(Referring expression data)
****
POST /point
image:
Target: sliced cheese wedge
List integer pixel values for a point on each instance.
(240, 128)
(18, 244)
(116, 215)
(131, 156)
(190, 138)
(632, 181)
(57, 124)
****
# [Aim of the exercise]
Output every line of the data again, exactly.

# [Problem solution]
POST /point
image:
Target: sliced cheese wedge
List integer pixel values for a point on each instance.
(240, 128)
(18, 244)
(116, 215)
(131, 156)
(190, 138)
(632, 181)
(57, 124)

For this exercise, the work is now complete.